Starting from the first line, set down the entire listing exactly.
--------------------------------------------------
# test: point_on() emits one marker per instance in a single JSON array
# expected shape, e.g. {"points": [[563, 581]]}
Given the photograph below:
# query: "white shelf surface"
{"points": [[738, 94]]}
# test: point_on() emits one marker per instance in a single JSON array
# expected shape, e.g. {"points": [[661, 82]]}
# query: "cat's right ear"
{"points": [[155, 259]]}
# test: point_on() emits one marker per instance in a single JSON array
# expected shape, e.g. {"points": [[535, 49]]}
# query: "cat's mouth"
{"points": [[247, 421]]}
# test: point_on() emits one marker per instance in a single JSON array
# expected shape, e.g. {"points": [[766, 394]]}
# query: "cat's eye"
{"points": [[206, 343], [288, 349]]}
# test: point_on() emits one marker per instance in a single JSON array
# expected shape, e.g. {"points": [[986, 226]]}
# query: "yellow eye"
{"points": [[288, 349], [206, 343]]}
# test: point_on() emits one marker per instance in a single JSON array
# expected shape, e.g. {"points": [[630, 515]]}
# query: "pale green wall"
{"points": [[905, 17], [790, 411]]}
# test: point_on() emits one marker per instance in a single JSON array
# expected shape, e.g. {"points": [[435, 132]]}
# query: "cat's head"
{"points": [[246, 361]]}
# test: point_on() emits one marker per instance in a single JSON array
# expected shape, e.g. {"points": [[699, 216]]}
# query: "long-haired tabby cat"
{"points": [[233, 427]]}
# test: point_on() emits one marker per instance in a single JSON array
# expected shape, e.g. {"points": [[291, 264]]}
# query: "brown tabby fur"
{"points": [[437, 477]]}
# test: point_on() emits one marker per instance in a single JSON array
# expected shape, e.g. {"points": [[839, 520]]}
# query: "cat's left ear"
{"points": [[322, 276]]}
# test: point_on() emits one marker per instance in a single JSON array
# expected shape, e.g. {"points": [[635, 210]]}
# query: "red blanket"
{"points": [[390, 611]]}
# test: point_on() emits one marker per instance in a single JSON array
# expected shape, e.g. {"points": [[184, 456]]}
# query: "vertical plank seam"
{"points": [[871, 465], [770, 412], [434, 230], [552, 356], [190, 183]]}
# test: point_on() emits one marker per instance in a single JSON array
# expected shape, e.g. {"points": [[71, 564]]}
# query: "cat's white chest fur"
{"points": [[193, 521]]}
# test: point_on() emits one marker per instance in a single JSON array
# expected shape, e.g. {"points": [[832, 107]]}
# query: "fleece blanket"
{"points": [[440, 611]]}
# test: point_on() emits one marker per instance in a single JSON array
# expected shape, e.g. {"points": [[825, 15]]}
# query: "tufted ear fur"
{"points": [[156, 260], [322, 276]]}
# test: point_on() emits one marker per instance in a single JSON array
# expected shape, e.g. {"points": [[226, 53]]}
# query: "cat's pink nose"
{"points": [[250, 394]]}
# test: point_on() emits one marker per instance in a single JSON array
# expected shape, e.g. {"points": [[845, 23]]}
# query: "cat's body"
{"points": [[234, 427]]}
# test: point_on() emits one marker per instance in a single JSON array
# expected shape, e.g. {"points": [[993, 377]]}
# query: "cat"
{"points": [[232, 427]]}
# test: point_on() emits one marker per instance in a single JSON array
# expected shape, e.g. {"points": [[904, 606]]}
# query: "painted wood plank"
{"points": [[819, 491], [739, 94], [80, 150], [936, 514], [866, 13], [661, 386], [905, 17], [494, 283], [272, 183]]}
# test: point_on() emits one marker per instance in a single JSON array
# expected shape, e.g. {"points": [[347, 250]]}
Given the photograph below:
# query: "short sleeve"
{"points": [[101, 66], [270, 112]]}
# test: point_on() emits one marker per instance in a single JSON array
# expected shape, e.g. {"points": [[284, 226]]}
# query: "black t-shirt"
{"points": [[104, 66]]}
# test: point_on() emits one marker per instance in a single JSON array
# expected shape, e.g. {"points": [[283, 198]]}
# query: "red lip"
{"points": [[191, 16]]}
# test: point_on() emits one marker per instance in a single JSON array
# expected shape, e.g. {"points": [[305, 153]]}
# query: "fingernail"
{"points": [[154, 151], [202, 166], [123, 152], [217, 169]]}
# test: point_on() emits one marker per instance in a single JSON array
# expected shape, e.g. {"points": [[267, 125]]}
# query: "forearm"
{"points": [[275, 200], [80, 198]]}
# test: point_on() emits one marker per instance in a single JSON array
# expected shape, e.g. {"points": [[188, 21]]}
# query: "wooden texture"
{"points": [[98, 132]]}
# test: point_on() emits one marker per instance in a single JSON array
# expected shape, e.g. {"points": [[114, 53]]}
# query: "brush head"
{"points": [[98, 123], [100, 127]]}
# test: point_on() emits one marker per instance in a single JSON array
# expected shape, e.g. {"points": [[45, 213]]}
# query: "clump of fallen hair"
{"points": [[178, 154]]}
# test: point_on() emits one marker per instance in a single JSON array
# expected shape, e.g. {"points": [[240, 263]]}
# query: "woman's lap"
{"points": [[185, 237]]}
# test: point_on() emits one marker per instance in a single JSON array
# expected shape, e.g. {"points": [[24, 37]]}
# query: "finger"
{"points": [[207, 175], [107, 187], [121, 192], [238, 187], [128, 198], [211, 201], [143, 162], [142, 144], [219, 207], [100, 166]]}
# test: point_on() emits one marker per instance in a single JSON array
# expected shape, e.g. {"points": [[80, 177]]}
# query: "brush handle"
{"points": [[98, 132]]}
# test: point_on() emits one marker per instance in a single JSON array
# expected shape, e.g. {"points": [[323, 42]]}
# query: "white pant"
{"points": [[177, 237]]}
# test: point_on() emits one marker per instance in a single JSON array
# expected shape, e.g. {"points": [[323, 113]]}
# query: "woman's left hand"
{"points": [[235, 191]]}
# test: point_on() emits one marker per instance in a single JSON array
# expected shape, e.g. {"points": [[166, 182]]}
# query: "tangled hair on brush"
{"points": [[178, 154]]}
--------------------------------------------------
RESPONSE TO THIS EXERCISE:
# test: point_on() emits one marker per instance in a single JSON array
# expected shape, e.g. {"points": [[563, 581]]}
Given the photograph below:
# query: "white shelf surface"
{"points": [[738, 94]]}
# test: point_on() emits one marker per instance in a single JSON array
# expected shape, e.g. {"points": [[661, 82]]}
# query: "cat's right ear"
{"points": [[155, 259]]}
# test: point_on() emits one marker per instance in a single JSON array
# expected shape, e.g. {"points": [[535, 49]]}
# query: "cat's mouth"
{"points": [[247, 421]]}
# test: point_on() emits one marker per instance in a single JSON array
# expected shape, e.g. {"points": [[766, 394]]}
# query: "cat's eye"
{"points": [[206, 343], [288, 349]]}
# test: point_on() emits one marker per instance in a single JSON array
# expected shape, e.g. {"points": [[986, 226]]}
# query: "yellow eye"
{"points": [[288, 349], [206, 343]]}
# test: point_on() emits one marker per instance in a single JSON array
# expected shape, e.g. {"points": [[630, 515]]}
# query: "pale green wall"
{"points": [[905, 17], [790, 411]]}
# test: point_on() emits one marker per instance in a single JSON array
# expected shape, e.g. {"points": [[435, 132]]}
# query: "cat's head"
{"points": [[246, 361]]}
# test: point_on() emits one marker per instance in a single JSON array
# expected shape, e.g. {"points": [[699, 216]]}
# query: "long-haired tabby cat"
{"points": [[233, 427]]}
# test: point_on() emits one marker per instance in a single JSON array
# expected shape, e.g. {"points": [[291, 264]]}
# query: "brown tabby fur"
{"points": [[437, 477]]}
# test: point_on() emits one marker per instance in a single JSON array
# expected shape, e.g. {"points": [[839, 520]]}
# query: "cat's left ear"
{"points": [[322, 276]]}
# test: point_on() emits one marker per instance in a single JSON array
# expected shape, e.g. {"points": [[635, 210]]}
# query: "red blanket"
{"points": [[390, 611]]}
# test: point_on() emits one marker per instance in a single JSON array
# expected shape, e.g. {"points": [[184, 456]]}
# query: "vertical plank seam"
{"points": [[871, 465], [770, 412], [434, 230], [552, 356], [190, 183]]}
# test: point_on() emits one marker per instance in a single JSON array
# expected shape, e.g. {"points": [[71, 564]]}
# query: "cat's white chest fur"
{"points": [[193, 521]]}
# test: point_on() emits one marker per instance in a single JSON array
# expected shape, e.g. {"points": [[832, 107]]}
# query: "fleece blanket"
{"points": [[440, 611]]}
# test: point_on() emits one marker per instance in a single JSON array
# expected shape, e.g. {"points": [[825, 15]]}
# query: "tufted ear fur"
{"points": [[156, 260], [322, 276]]}
# test: point_on() emits one marker per instance in a single JSON array
# expected shape, e.g. {"points": [[226, 53]]}
# query: "cat's pink nose"
{"points": [[250, 394]]}
# test: point_on() emits one marker per instance in a single JSON array
# expected shape, e.g. {"points": [[845, 23]]}
# query: "cat's body"
{"points": [[234, 427]]}
# test: point_on() emits one marker per instance in a single JSON array
# expected shape, e.g. {"points": [[993, 377]]}
# query: "cat"
{"points": [[232, 427]]}
# test: point_on() emits one marker per instance in a single JSON array
# expected shape, e.g. {"points": [[904, 606]]}
# query: "painted wood plank"
{"points": [[819, 491], [739, 94], [80, 150], [936, 514], [866, 13], [661, 386], [905, 17], [494, 283], [272, 183]]}
# test: point_on() emits one marker per instance in a single JSON array
# expected shape, e.g. {"points": [[347, 250]]}
Given the photograph below:
# query: "short sleeve"
{"points": [[101, 66], [270, 112]]}
# test: point_on() emits one marker per instance in a single JSON array
# expected shape, e.g. {"points": [[284, 226]]}
# query: "black t-shirt"
{"points": [[104, 66]]}
# test: point_on() emits one marker per instance in a single JSON array
# expected shape, e.g. {"points": [[283, 198]]}
# query: "red lip"
{"points": [[191, 16]]}
# test: point_on() emits one marker per instance in a single JSON array
# expected shape, e.g. {"points": [[305, 153]]}
# query: "fingernail"
{"points": [[154, 151], [202, 166], [123, 152], [217, 169]]}
# test: point_on() emits one marker per instance in a single JSON array
# expected shape, e.g. {"points": [[267, 125]]}
# query: "forearm"
{"points": [[275, 200], [80, 198]]}
# test: point_on() emits one marker per instance in a single JSON array
# expected shape, e.g. {"points": [[188, 21]]}
# query: "wooden texture"
{"points": [[98, 132]]}
# test: point_on() emits one marker per instance in a single JSON array
# expected shape, e.g. {"points": [[114, 53]]}
# query: "brush head"
{"points": [[98, 123], [100, 127]]}
# test: point_on() emits one marker per instance in a single JSON array
# expected shape, e.g. {"points": [[45, 213]]}
# query: "clump of fallen hair"
{"points": [[178, 154]]}
# test: point_on() emits one marker per instance in a single JSON array
# expected shape, e.g. {"points": [[240, 263]]}
# query: "woman's lap"
{"points": [[185, 237]]}
# test: point_on() emits one marker per instance in a single JSON array
# expected shape, e.g. {"points": [[24, 37]]}
# query: "finger"
{"points": [[207, 175], [107, 187], [121, 192], [238, 187], [128, 198], [211, 201], [143, 162], [142, 144], [219, 207], [100, 166]]}
# test: point_on() emits one marker per instance in a single JSON array
# expected shape, e.g. {"points": [[80, 177]]}
# query: "brush handle"
{"points": [[98, 132]]}
# test: point_on() emits one marker per instance in a single JSON array
# expected shape, e.g. {"points": [[323, 42]]}
# query: "white pant"
{"points": [[177, 237]]}
# test: point_on() emits one marker per instance in a single JSON array
# expected shape, e.g. {"points": [[323, 113]]}
# query: "woman's left hand"
{"points": [[235, 191]]}
# test: point_on() emits one marker per instance in a single JSON array
# expected shape, e.g. {"points": [[166, 182]]}
# query: "tangled hair on brush"
{"points": [[178, 154]]}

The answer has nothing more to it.